— WHAT NEEDS TO BE DONE —
The data must be returned in full and exactly as given.

··········

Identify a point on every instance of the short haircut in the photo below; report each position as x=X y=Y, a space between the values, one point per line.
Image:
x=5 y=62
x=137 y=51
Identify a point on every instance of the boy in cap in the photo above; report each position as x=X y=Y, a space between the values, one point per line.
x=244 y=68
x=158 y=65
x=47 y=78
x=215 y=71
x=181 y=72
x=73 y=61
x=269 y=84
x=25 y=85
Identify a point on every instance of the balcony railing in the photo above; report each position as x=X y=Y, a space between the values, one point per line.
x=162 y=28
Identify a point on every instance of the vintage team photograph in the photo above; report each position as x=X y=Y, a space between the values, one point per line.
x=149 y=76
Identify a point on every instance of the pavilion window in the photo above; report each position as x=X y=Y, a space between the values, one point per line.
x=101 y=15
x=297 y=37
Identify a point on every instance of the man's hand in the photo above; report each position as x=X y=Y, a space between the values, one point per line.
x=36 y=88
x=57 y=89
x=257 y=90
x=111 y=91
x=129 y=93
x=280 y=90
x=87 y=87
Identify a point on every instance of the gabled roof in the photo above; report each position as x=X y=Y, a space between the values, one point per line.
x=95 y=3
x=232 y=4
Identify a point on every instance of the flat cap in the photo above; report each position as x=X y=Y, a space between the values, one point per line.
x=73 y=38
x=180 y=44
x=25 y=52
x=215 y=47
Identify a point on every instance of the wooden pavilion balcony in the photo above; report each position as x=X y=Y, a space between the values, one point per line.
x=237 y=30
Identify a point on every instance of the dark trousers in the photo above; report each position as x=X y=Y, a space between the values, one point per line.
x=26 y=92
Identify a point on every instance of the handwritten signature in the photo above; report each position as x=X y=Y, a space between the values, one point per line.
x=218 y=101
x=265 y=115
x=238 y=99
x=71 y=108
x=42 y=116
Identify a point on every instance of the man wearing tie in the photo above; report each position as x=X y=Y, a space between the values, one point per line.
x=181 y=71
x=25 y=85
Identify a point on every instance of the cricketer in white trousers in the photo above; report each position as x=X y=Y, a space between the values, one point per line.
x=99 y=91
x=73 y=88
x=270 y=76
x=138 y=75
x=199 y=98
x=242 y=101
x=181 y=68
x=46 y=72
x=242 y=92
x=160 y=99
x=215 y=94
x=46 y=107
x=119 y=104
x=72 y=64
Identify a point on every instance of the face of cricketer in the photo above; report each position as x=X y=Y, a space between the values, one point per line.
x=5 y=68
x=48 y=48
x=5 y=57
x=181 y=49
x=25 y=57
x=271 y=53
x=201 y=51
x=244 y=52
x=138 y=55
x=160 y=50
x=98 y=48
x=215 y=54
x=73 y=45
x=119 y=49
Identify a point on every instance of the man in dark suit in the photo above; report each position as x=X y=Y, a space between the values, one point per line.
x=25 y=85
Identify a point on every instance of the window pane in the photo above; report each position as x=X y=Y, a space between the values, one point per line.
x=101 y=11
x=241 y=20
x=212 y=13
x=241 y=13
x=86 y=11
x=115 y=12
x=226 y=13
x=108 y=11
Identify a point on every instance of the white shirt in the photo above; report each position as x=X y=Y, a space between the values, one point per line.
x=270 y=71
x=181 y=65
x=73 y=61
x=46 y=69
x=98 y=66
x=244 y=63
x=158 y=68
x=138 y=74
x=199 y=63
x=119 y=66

··········

— SOLUTION TO THE PROBLEM —
Identify a point on every instance of the short haircut in the photo below; report each position as x=X y=Y, a space between the values, one point per line.
Image:
x=5 y=62
x=137 y=51
Identify a point on every instance of the boy in cap in the photo above; report each position as x=X y=Y, a space between the values, one point per line.
x=244 y=68
x=158 y=65
x=47 y=78
x=215 y=71
x=181 y=72
x=73 y=61
x=269 y=84
x=25 y=85
Identify a point on every instance of the balcony railing in the photo above; report each position as x=X y=Y, a space between the values, one point per line.
x=162 y=28
Identify a point on every instance of the vintage team photograph in the photo above; report each position as x=X y=Y, a space between the values, one point per line.
x=149 y=76
Identify a point on every instance of the pavilion window in the photo above; report each position as x=X y=Y, a space between the values, one point per line.
x=101 y=15
x=297 y=37
Identify a point on every instance of the man's hand in the photo above; report each position as x=X y=Y, a space between the values, one point per line.
x=36 y=88
x=57 y=89
x=257 y=90
x=111 y=91
x=129 y=93
x=280 y=90
x=87 y=87
Identify a point on every instance of the gabled roof in the photo above; report each position as x=X y=Y, a space between the values, one point per line.
x=95 y=3
x=232 y=4
Identify a point on every instance of the flat cap in the photo above; report each position as x=X y=Y, a space between the values, one point per line.
x=73 y=38
x=180 y=44
x=25 y=52
x=215 y=47
Identify a point on every instance of the wooden pavilion balcony in the photo above; report each position as x=X y=Y, a space between the values, one point per line.
x=237 y=30
Identify a point on every instance of the dark trousers in the photo above; report each position as x=X y=Y, a space between the values, one point per line.
x=26 y=92
Identify a point on every instance of the handwritten signature in the photo above; report each position as x=X y=Y, a space between the values, one point per line.
x=218 y=101
x=265 y=115
x=238 y=99
x=71 y=108
x=42 y=116
Identify a point on every instance of the man wearing tie in the photo above; report each position as x=X y=Y, a space between the values, one point per line.
x=181 y=71
x=25 y=85
Identify a point on every instance of the cricketer in white trousers in the photo above; report each position as x=X y=Y, a space between the values, one point per line.
x=99 y=91
x=73 y=88
x=270 y=76
x=138 y=75
x=199 y=98
x=242 y=101
x=181 y=68
x=46 y=72
x=242 y=92
x=160 y=99
x=215 y=94
x=46 y=107
x=119 y=104
x=72 y=64
Identify a point on every instance of the face of cricketer in the photo above; report each position as x=X y=Y, a space between the values, one point per line.
x=5 y=68
x=48 y=48
x=5 y=57
x=181 y=49
x=25 y=57
x=271 y=53
x=201 y=51
x=244 y=52
x=138 y=55
x=160 y=50
x=98 y=48
x=215 y=54
x=73 y=45
x=119 y=49
Identify a point on every instance of the man in dark suit in the photo above; report each position as x=X y=Y, a space between the values, one point per line.
x=25 y=85
Identify a point on every instance of the window pane in the photo above; report each position as x=X y=Y, a space between the values, one point per line.
x=101 y=11
x=241 y=20
x=212 y=13
x=241 y=13
x=86 y=11
x=115 y=12
x=226 y=13
x=108 y=11
Identify a point on every instance of the white shirt in the photo above; report each position as x=X y=Y, a space between the values, one point per line.
x=270 y=71
x=181 y=65
x=73 y=61
x=46 y=69
x=98 y=66
x=244 y=63
x=158 y=68
x=138 y=74
x=199 y=63
x=119 y=66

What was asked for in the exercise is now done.